::: Excerpted data

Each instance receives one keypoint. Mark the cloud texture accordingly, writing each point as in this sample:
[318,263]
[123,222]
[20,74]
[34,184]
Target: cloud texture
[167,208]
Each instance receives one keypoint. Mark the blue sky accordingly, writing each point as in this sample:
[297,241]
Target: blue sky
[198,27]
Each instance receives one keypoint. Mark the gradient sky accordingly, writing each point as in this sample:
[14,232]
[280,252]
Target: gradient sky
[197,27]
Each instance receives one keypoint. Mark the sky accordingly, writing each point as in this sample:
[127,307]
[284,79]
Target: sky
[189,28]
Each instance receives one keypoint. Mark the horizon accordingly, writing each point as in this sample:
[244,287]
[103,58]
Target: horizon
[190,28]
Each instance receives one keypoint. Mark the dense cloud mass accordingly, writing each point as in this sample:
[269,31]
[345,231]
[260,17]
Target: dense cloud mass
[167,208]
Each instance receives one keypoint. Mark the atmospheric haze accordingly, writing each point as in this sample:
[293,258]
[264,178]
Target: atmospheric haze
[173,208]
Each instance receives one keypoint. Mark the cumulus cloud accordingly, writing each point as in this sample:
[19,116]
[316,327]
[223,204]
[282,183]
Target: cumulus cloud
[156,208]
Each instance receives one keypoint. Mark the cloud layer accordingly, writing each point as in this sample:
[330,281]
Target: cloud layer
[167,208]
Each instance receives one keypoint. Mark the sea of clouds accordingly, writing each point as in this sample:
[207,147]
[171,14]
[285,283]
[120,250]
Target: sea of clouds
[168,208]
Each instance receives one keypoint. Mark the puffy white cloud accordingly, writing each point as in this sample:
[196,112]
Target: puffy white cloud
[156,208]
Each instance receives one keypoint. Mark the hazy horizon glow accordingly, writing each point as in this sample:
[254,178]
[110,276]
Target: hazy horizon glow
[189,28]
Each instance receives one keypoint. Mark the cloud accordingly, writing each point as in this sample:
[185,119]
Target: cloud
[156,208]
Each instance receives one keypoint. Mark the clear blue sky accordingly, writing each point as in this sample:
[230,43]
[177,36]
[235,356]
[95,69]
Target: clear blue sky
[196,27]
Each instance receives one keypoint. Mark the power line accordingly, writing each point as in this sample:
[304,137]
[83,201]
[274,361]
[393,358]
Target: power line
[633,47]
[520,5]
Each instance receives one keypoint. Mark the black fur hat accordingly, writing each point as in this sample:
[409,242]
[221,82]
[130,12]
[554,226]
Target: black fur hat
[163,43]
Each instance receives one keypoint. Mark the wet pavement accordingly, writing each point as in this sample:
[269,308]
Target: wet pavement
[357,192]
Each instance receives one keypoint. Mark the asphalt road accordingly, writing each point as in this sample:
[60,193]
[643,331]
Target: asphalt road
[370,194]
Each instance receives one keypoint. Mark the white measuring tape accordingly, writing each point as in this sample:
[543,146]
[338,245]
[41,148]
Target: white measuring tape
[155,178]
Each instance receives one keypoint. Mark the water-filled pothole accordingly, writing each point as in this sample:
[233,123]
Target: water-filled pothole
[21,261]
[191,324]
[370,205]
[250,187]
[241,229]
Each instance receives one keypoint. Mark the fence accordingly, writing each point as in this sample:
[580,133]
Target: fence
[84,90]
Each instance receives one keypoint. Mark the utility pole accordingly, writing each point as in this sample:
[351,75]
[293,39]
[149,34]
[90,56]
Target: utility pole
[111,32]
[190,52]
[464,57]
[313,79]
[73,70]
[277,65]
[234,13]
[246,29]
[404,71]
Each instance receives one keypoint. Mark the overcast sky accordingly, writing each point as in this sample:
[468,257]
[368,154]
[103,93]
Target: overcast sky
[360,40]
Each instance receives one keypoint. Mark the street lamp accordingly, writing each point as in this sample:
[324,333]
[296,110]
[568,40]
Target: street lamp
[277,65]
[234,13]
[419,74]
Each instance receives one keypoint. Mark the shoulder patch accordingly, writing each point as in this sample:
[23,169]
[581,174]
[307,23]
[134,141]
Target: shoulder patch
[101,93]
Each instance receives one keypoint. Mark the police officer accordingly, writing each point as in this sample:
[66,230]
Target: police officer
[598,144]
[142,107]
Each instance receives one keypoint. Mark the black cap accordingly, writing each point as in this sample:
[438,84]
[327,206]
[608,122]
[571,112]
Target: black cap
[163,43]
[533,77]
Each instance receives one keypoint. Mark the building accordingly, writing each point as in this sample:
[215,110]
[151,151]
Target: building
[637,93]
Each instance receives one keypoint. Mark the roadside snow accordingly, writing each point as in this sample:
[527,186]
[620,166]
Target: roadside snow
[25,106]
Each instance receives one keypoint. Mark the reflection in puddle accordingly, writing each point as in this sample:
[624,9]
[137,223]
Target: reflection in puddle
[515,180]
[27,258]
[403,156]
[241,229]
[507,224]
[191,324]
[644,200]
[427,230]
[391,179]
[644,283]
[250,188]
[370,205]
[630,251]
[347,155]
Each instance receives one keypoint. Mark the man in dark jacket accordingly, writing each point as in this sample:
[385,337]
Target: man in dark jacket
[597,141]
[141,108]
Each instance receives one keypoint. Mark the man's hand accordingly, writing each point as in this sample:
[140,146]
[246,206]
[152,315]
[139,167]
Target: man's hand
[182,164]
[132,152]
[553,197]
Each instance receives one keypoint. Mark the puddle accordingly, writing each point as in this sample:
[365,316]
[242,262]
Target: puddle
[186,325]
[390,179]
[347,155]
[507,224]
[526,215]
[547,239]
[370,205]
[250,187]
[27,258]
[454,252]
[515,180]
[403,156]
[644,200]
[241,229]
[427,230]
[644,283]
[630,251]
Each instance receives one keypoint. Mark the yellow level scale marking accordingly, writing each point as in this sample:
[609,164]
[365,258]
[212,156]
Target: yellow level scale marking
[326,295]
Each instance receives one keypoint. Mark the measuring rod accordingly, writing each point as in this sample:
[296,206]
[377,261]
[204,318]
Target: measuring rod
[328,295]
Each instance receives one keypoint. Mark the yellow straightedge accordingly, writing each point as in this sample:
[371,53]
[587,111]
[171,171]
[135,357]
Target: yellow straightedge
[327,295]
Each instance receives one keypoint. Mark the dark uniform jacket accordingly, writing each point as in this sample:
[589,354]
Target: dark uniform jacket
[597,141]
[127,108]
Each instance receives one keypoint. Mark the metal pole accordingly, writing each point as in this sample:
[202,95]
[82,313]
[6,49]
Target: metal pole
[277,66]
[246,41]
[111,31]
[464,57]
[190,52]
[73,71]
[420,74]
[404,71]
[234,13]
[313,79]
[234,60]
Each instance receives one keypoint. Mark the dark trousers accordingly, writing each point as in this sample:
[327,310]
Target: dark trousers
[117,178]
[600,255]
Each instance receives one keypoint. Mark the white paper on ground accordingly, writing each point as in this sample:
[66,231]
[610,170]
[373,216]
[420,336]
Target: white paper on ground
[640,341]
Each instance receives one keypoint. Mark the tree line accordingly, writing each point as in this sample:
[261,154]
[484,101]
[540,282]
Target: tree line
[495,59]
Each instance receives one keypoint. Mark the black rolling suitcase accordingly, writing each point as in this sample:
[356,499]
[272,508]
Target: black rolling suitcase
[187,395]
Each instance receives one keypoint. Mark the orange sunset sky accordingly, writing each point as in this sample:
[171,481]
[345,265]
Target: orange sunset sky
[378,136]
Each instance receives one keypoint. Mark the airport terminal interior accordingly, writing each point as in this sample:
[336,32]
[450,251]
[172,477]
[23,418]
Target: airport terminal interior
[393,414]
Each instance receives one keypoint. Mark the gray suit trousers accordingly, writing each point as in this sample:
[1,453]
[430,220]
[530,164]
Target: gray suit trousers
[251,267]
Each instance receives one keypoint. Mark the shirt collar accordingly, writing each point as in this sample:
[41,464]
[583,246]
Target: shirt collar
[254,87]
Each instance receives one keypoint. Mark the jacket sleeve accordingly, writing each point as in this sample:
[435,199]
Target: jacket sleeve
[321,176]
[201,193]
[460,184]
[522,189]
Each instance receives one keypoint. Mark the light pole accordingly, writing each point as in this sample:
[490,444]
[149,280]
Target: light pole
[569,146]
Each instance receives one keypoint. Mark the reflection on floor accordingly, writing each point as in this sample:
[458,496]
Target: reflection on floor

::::::

Your instructions>
Copy out all lines from the material above that contain the string "floor".

Answer box>
Each instance receives one keypoint. Mark the reflection on floor accordingly, writing each point as in this sample:
Target: reflection on floor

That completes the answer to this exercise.